'''

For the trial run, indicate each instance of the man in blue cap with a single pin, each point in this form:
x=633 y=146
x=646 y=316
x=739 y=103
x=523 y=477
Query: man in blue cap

'''

Work task
The lines holding the string "blue" are what is needed from the material above.

Answer section
For the trial run, indicate each instance of the man in blue cap with a single pin, each point in this form:
Query: man in blue cap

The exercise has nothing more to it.